EXERCISE 1: Transcribe the article on lifelong learning, starting at "To round up" and ending at "must advance together.".
EXERCISE 2: List every title or role that the article on lifelong learning gives Tharman Shanmugaratnam.

DOCUMENT PASSAGE:

Tharman Shanmugaratnam

In sharing his observations, Senior Minister Tharman noted many societies have bounced back better because of collective resilience. 

Senior Minister of Singapore, and Coordinating Minister for Social Policies, Tharman Shanmugaratnam (pictured above) has made a case for lifelong learning as a means to build collective resilience, in order to withstand present and future crises as a society.

This was at the inaugural Global Lifelong Learning Summit jointly organised by the Institute for Adult Learning (IAL) and SkillsFuture Singapore (SSG), held on 1 and 2 November, and attended by HRO.

Likening the need for lifelong learning to the field of sports, where "if you don't practise all the time and play all the time, you have a much higher risk of getting injured", Senior Minister (SM) Tharman noted that many societies have bounced back better because of collective resilience.

He said: "It requires not just waiting for crises, disruptions, and downturns, but also stepping up our efforts in normal times in peacetime, so to speak. It requires constant upskilling and reskilling, and regular injects of learning throughout life. This will become the norm."

This endeavour, he noted, will not only help in raising productivity as the basis for improved living standards for the workforce. However, to him, it is more than that - "(This is) important for inclusivity, not just for averages."

He added this will also ensure that the different starting points in life for members of the workforce (referring to every individual's collective set of life experiences) do not perpetuate themselves. Thirdly, he noted, this mission, which he called "probably the largest economic and social endeavour for all our societies", is intrinsic to achieving a sense of purpose and dignity for every individual at work. 

SM Tharman, who was also guest-of-honour at the Summit, called attention to fundamental forces that are reshaping the future of work and society, which have, in fact, pre-dated COVID.

The first, he said, was automation which is not simply a continuation of automation that we've seen in the past. "New, more powerful forms of digital automation are very likely to impact a much broader swath of jobs and tasks in every economy. We can't predict with precision exactly which types of jobs are going to be displaced. And indeed, there will be many new jobs and tasks created by the technological advances we've seen," he explained.

The other "slow moving" force he mentioned was the continuing decline in optimism in a range of societies, including in the more mature, or advanced economies, citing several surveys where parents are concerned about the future of their children, economically speaking. 

To round up this analysis, he said: "There has been a downdraft in optimism, and that together with growing insecurities at work, are the fundamental challenges we have to address. We have to not just treat this as a trajectory that's given, but ultimately, to alter the trajectory and recreate the sense of society that the future will be better.

"We must avoid the stagnation of the middle that is plaguing many societies. The stagnation of the broad middle class, both blue collar and white collar (workers), and we must ensure that we preserve and rebuild the spirit of solidarity. Everyone must advance together.

"And if you think of it in those terms, it's clear that the central strategy has to do with investing in human capabilities and resilience."

Concluding his speech, SM Tharman highlighted three key observations (on lifelong learning) that are particularly pertinent for the HR and employment ecosystem to think about.

SOURCE MATERIAL:
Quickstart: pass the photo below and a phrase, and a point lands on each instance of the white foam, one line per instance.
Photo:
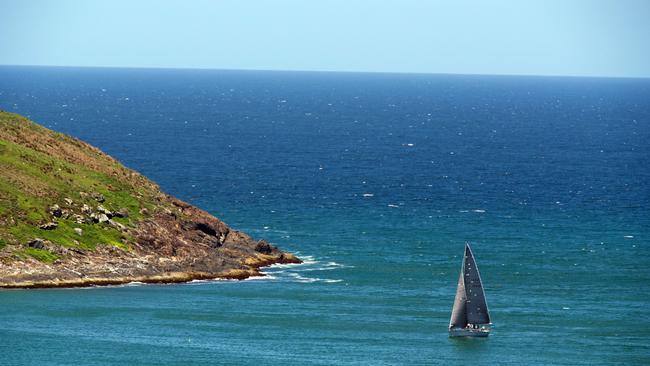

WRITTEN SOLUTION 1:
To round up this analysis, he said: "There has been a downdraft in optimism, and that together with growing insecurities at work, are the fundamental challenges we have to address. We have to not just treat this as a trajectory that's given, but ultimately, to alter the trajectory and recreate the sense of society that the future will be better.

"We must avoid the stagnation of the middle that is plaguing many societies. The stagnation of the broad middle class, both blue collar and white collar (workers), and we must ensure that we preserve and rebuild the spirit of solidarity. Everyone must advance together.

WRITTEN SOLUTION 2:
- Senior Minister of Singapore
- Coordinating Minister for Social Policies
- Guest-of-honour at the Summit